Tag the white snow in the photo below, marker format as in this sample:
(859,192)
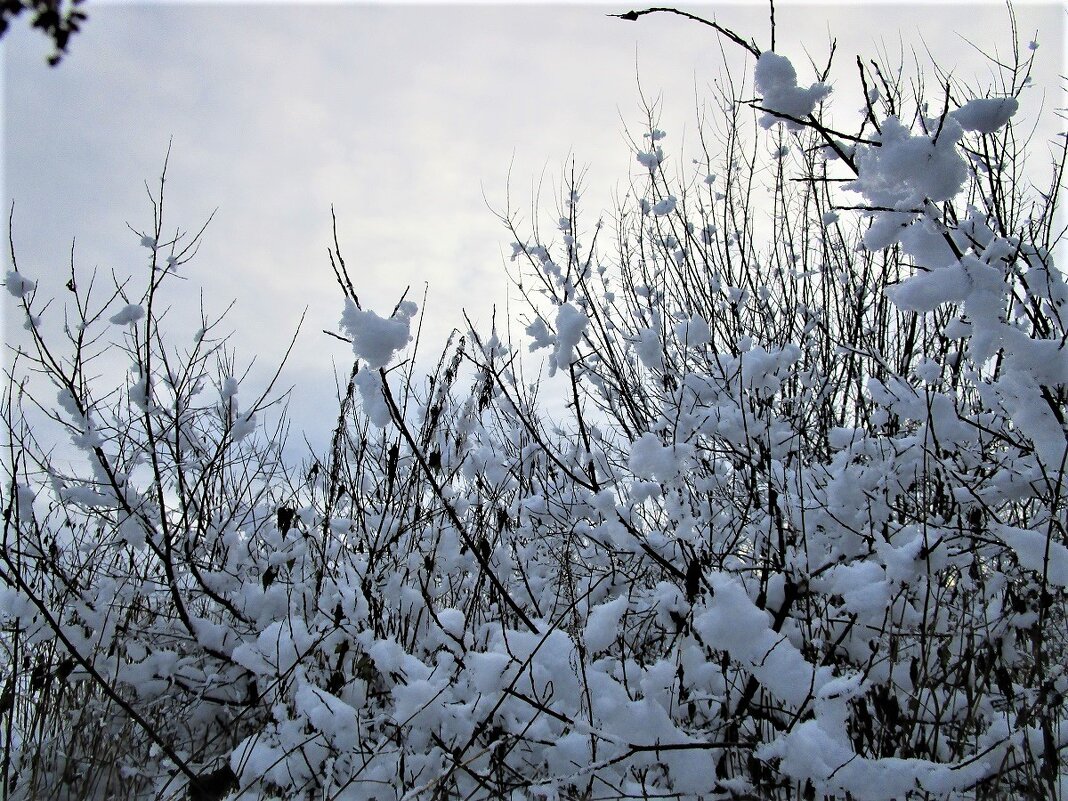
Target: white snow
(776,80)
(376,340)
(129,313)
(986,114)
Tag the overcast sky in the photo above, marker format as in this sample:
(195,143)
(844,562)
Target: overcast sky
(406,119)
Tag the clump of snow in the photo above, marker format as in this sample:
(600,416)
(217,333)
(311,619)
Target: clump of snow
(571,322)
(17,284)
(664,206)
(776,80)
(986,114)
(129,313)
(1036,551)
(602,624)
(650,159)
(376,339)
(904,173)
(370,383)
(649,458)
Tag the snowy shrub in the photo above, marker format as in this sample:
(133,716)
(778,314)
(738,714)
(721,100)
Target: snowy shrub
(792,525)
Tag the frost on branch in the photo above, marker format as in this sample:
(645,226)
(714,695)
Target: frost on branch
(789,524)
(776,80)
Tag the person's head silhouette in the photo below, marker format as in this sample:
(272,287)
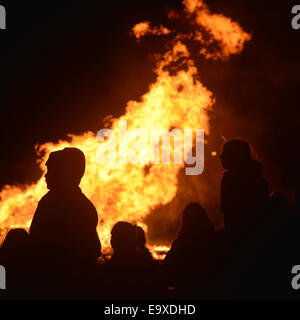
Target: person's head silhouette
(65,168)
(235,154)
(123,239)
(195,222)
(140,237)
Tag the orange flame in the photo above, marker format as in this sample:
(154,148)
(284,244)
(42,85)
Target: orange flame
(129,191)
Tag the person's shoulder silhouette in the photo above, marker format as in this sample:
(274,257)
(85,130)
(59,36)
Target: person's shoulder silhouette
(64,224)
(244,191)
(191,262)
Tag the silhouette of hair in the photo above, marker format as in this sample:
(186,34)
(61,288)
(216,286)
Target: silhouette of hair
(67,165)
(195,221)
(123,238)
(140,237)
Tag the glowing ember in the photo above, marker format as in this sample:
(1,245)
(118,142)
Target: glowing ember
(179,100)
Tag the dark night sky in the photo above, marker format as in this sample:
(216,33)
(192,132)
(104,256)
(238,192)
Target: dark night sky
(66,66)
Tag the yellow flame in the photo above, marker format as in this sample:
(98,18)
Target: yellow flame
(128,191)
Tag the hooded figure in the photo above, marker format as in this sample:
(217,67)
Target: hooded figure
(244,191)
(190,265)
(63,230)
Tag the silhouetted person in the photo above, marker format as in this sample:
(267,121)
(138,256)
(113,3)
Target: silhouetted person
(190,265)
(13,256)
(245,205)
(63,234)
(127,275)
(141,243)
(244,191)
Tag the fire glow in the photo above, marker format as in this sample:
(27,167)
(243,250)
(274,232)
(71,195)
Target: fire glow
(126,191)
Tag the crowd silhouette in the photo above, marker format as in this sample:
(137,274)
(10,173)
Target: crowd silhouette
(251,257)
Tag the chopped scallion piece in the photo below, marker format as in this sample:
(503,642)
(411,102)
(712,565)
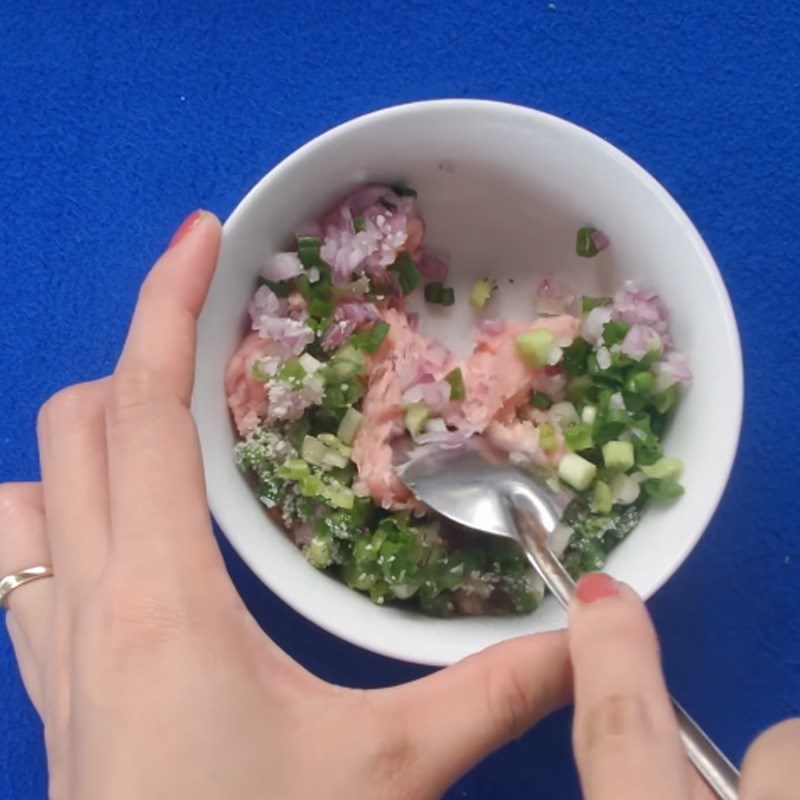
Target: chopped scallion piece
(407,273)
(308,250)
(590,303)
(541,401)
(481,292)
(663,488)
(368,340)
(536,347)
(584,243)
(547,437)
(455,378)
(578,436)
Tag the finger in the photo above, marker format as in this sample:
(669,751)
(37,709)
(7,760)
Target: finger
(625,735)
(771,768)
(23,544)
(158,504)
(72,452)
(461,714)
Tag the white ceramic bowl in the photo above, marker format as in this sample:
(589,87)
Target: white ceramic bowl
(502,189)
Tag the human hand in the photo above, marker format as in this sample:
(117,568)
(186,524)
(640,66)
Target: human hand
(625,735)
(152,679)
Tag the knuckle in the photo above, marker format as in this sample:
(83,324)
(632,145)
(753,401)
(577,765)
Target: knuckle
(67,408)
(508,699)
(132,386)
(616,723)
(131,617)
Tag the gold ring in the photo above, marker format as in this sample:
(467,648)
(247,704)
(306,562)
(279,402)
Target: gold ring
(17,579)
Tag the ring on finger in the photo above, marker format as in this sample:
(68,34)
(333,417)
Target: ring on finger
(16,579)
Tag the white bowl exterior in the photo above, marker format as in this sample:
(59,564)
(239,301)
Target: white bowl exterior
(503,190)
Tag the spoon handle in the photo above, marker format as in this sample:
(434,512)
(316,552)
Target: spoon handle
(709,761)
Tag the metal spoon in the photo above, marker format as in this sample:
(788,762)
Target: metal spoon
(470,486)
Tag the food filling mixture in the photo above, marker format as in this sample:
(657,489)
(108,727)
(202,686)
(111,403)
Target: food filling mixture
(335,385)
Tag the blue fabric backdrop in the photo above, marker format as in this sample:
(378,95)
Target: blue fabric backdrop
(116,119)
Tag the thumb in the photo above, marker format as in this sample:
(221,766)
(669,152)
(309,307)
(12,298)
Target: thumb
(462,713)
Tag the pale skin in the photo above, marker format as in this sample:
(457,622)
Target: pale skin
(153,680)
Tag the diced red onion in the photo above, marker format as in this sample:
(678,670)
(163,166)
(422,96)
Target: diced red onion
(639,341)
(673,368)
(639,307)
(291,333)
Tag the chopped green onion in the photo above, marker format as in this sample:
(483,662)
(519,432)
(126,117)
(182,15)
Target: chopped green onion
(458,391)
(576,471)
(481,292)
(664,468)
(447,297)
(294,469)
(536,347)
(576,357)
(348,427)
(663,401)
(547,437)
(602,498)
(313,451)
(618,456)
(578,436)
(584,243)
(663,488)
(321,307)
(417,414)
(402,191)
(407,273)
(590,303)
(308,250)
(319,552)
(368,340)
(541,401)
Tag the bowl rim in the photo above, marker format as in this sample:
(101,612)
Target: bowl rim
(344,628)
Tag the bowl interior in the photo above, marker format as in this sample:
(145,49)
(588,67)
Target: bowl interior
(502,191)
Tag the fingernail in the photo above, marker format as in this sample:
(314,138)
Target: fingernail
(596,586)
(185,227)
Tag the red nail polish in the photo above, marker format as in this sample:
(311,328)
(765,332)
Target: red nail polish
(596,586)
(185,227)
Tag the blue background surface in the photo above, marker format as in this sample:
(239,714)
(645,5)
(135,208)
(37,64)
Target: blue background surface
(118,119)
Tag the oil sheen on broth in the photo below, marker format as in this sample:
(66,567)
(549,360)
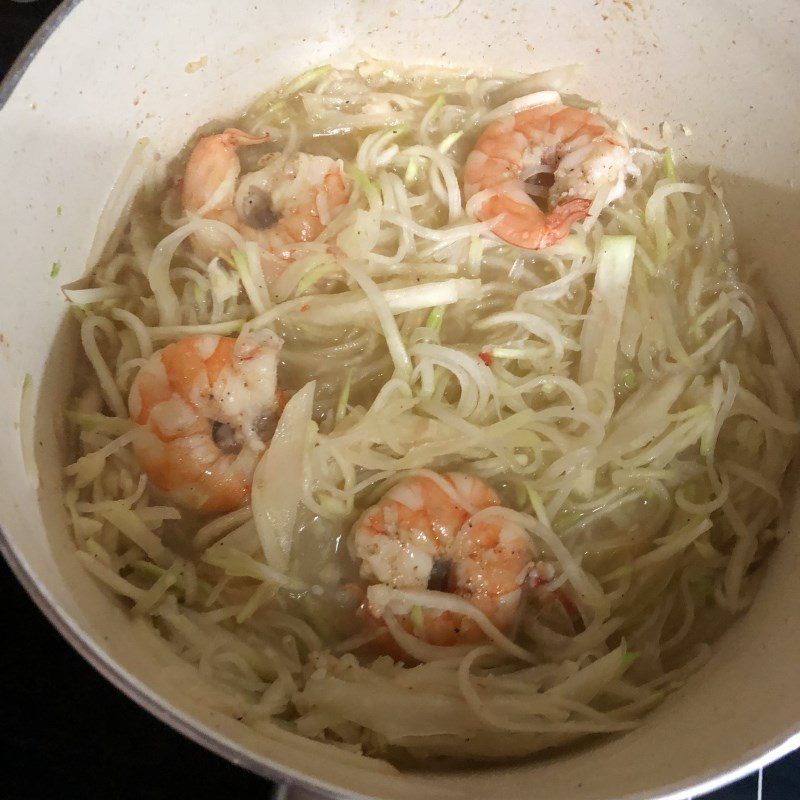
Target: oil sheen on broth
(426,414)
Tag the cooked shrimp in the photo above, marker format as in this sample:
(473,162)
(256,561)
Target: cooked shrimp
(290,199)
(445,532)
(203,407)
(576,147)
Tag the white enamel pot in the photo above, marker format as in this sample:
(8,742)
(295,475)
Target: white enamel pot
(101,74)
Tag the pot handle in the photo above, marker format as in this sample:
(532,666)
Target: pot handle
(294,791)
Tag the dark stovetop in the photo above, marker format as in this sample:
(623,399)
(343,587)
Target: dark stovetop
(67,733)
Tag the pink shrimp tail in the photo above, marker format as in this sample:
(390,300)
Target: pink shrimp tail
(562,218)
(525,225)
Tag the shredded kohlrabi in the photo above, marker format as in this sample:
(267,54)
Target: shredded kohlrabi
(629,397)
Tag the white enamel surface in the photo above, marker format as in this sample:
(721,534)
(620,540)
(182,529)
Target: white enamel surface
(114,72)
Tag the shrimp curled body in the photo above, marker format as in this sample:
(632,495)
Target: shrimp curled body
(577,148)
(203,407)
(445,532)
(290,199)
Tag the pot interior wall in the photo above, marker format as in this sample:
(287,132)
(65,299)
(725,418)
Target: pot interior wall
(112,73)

_PROBLEM STATEMENT_
Copy everything from the line containing "Tag the dark stovetop" down to the last line of the items, with no changes.

_RESULT OF THIS TASK_
Tag the dark stovetop in the photo above, marker format as in this sample:
(623,399)
(343,587)
Target: dark stovetop
(67,733)
Tag the pink shrimp tail in the photo above, marker format as in this sample:
(390,300)
Target: pink shrimp tail
(562,218)
(525,225)
Tag the shredded kohlrabi in the photo above, marker format as in this sample:
(267,54)
Target: shredded kohlrabi
(629,397)
Tag the white enamel surface in the photo above, marker format as in this sample:
(721,534)
(620,540)
(182,529)
Target: white enamel surface
(114,72)
Tag the shrimp curled body in the photo above, marker format as in this sample:
(632,495)
Target: shrimp curled body
(577,148)
(203,407)
(445,532)
(290,199)
Tag the pot interior wall in the photo above, marker format as in this sample:
(287,132)
(65,299)
(725,418)
Target: pot interior wall
(112,73)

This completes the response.